Alain Pompidouà franceinfo
En fait, il y avait deux piliers sur lesquels il s'appuyait pour mener sa carrière, c'était l'art et la famille, et en particulier un garçon plutôt sympathique, d'ailleurs, qui était son fils.
Ce qu'on sait moins, c'est que pour votre mère, l'Elysée n'était vraiment pas du tout de la maison du bonheur. C'était la maison du malheur et jusqu'au bout d'ailleurs.
Oui. Et elle n'y est jamais retournée après qu'elle ait quitté la présidence.
"Ma mère était très indépendante et pour elle, être à l'Elysée, c'était se mettre dans une cage."
Alain Pompidouà franceinfo
Quand ils sont arrivés à l'Elysée, les appartements du Général étaient en très mauvais état. Ils ont donc décidé de faire appel à un jeune architecte-designer qui s'appelle Pierre Paulin. Il avait été proposé par André Malraux et par le directeur du Musée national.
Lorsque tout ça a été réalisé, la reine d'Angleterre a été invitée à l'Elysée. La reine Elizabeth II, c'est un peu comme le pape. On ne s'adresse pas à elle. Il y a des codes. On attend qu'elle vous parle et surtout, on la touche pas. Jamais. Elle arrive, mais mon père, toujours le petit Auvergnat monté à Paris, tellement fier de ce qu'il avait fait, la prend par le bras et l'emmène dans le salon (remonté au Centre Pompidou à l'heure actuelle). À ce moment-là, le protocole en venait quasiment aux mains. On avait touché la reine ! On s'adressait à elle, on l'emmenait se promener alors que ce n'était pas prévu dans la visite. Heureusement, Edouard Heath, qui était son Premier ministre, s'est précipité au piano et a joué du Chopin. Et tout s'est arrangé.
Dans ce livre, vous vous revenez sur beaucoup de choses, vous en rectifiez d'ailleurs certaines comme celle par exemple sur la création du musée d'Orsay.
On dit souvent que c'est Valéry Giscard d'Estaing qui a eu l'idée du musée d'Orsay. Bien sûr, c'est lui qui l'a mis en place, inauguré, il a tout fait. Mais c'est mon père, sur la recommandation de Jacques Rigaud et du ministre de la Culture de l'époque, Jacques Duhamel, qui a eu véritablement l'idée de faire un centre qui rassemblerait toutes les œuvres impressionnistes.
"Mon père avait une sensibilité à fleur de peau."
Alain Pompidouà franceinfo
C'était un passionné de poésie. Il a d'ailleurs sorti L'Anthologie de la poésie française et pour lui, la création artistique, que ce soit de la musique, que ce soit de l'art ou que ce soit de la poésie, c'était quelque chose qui lui était indispensable. Il pouvait réciter des vers pendant des heures et quand il commençait à la campagne, ma mère lui disait : "Écoute, ça va bien, tu vas dans le jardin" et pendant une heure, il se récitait des vers, Baudelaire, Rimbaud, Mallarmé ou même L'Odyssée.
Le Centre national d'art et de culture Georges-Pompidou, la voie Georges-Pompidou qui traverse Paris... En êtes-vous fier ? Êtes-vous fier de porter ce nom ?

#### Données fournies:
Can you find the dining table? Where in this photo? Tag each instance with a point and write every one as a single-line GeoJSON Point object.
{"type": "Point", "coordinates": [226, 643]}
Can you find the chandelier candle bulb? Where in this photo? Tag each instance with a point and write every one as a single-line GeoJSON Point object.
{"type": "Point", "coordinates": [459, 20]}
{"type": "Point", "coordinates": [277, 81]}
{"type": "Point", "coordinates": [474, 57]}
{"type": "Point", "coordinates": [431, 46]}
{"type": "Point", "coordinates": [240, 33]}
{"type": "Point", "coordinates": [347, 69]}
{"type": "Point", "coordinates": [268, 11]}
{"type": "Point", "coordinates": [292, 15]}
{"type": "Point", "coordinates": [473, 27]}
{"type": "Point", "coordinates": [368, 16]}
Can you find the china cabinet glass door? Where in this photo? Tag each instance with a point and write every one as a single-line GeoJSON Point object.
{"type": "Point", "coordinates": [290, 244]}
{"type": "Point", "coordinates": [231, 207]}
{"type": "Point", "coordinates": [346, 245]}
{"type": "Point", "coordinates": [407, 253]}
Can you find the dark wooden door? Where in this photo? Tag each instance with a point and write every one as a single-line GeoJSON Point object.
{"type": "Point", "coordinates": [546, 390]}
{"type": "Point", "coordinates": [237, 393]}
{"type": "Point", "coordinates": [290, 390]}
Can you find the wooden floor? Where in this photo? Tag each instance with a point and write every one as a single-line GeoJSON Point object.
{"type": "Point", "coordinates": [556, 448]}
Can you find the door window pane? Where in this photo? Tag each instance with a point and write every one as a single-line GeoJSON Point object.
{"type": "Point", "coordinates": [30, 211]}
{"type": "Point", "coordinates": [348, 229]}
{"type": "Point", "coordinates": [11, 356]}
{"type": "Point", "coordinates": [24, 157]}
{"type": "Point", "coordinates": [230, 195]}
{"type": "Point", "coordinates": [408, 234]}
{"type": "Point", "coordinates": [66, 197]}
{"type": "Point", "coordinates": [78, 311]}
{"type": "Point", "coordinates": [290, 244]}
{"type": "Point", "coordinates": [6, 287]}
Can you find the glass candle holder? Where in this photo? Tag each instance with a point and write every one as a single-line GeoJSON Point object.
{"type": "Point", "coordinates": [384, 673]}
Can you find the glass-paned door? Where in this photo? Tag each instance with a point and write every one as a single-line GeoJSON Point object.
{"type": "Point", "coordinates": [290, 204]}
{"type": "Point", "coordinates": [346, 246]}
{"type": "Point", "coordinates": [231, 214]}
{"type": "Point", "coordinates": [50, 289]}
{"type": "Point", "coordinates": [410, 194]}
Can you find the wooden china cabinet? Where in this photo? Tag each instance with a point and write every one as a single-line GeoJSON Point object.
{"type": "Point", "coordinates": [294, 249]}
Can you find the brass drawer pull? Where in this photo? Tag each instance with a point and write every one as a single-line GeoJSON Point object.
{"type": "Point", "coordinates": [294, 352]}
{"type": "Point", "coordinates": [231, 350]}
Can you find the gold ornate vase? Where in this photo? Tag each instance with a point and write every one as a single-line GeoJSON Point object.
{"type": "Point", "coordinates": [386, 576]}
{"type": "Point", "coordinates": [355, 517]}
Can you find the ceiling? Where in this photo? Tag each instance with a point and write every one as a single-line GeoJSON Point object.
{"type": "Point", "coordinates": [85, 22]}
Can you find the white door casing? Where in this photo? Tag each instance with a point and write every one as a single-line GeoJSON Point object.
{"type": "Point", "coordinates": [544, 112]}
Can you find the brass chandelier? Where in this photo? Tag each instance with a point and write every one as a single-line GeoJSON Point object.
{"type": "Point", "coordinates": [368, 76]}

#### Liste des consignes:
A. Traduisez en anglais cette phrase du passage extrait : « Ils ont donc décidé de faire appel à un jeune architecte-designer qui s'appelle Pierre Paulin. »
B. Reproduisez fidèlement une partie du passage extrait : commencez aux mots "Le Centre national" et arrêtez-vous après les mots "porter ce nom ?".

#### Réponses par consigne:
A. So they decided to call on a young architect-designer named Pierre Paulin.

B.
Le Centre national d'art et de culture Georges-Pompidou, la voie Georges-Pompidou qui traverse Paris... En êtes-vous fier ? Êtes-vous fier de porter ce nom ?